Aim of the exercise - Collect every line below that contains the word "grassy" and copy each one out.

Extracted data -
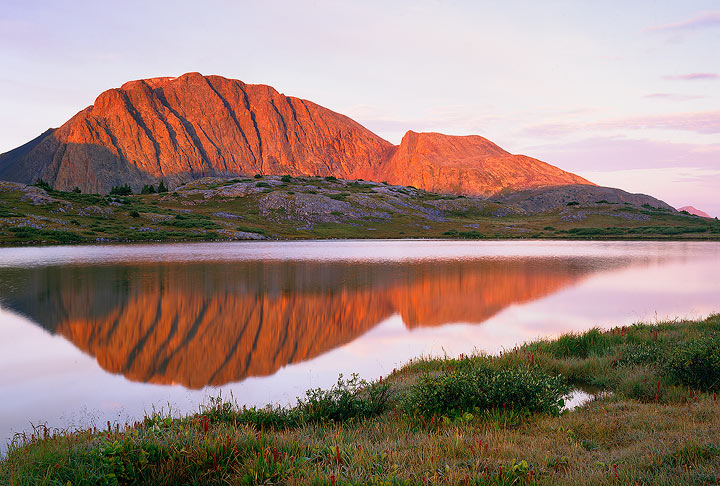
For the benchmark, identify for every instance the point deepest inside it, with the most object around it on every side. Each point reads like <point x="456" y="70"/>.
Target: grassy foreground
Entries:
<point x="473" y="420"/>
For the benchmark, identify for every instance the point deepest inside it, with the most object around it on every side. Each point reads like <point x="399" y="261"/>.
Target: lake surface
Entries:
<point x="96" y="333"/>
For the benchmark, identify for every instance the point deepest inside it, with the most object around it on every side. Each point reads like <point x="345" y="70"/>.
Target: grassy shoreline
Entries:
<point x="471" y="420"/>
<point x="287" y="208"/>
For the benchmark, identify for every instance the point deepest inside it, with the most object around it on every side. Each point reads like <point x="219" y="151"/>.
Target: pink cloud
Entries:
<point x="673" y="96"/>
<point x="615" y="153"/>
<point x="704" y="122"/>
<point x="707" y="19"/>
<point x="692" y="77"/>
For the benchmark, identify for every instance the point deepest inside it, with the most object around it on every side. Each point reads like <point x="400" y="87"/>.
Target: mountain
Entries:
<point x="192" y="126"/>
<point x="470" y="165"/>
<point x="695" y="211"/>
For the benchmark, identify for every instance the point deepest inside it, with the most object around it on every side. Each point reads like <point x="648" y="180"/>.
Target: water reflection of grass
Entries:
<point x="436" y="421"/>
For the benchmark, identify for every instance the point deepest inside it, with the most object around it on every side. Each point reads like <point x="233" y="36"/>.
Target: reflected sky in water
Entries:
<point x="89" y="334"/>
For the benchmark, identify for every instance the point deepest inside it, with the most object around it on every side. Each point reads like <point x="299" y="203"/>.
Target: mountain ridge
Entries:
<point x="183" y="128"/>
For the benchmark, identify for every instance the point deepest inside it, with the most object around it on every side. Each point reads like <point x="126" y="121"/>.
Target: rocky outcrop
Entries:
<point x="193" y="126"/>
<point x="544" y="199"/>
<point x="211" y="324"/>
<point x="694" y="211"/>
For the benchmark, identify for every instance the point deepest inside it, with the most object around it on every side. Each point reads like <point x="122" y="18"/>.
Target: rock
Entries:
<point x="695" y="211"/>
<point x="544" y="199"/>
<point x="470" y="165"/>
<point x="192" y="127"/>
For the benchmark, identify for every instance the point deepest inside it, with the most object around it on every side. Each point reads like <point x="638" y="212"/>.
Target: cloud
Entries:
<point x="703" y="122"/>
<point x="615" y="153"/>
<point x="704" y="20"/>
<point x="693" y="77"/>
<point x="672" y="96"/>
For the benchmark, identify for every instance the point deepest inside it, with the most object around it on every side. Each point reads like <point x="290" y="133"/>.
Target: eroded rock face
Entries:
<point x="193" y="126"/>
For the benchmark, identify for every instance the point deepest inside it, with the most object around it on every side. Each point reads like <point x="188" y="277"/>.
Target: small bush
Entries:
<point x="43" y="185"/>
<point x="347" y="399"/>
<point x="124" y="190"/>
<point x="697" y="363"/>
<point x="248" y="229"/>
<point x="469" y="389"/>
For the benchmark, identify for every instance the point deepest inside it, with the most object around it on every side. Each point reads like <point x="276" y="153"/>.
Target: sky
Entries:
<point x="626" y="94"/>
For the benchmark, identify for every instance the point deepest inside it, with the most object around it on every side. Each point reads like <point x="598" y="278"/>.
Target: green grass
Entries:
<point x="72" y="213"/>
<point x="433" y="422"/>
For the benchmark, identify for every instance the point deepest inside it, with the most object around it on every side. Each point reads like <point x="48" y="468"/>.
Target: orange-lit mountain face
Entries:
<point x="179" y="129"/>
<point x="211" y="324"/>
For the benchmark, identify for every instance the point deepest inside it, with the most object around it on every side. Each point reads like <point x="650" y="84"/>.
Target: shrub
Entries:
<point x="43" y="185"/>
<point x="483" y="388"/>
<point x="347" y="399"/>
<point x="697" y="363"/>
<point x="580" y="345"/>
<point x="249" y="229"/>
<point x="124" y="190"/>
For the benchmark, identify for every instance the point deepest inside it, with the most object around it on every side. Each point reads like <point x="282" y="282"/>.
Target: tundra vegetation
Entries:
<point x="482" y="420"/>
<point x="285" y="207"/>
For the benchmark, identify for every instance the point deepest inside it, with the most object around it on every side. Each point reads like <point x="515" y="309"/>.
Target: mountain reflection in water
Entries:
<point x="215" y="323"/>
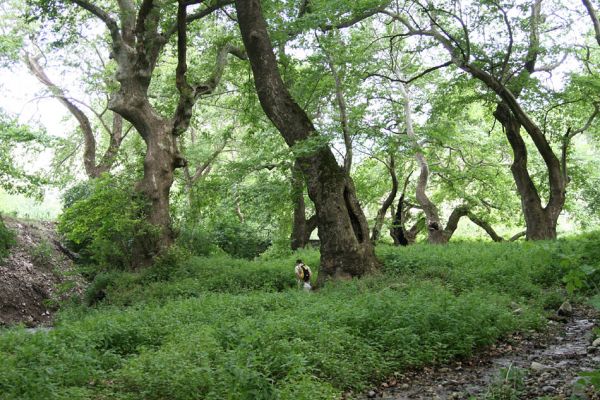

Output below -
Target: grassy foreground
Target: grassy shoreline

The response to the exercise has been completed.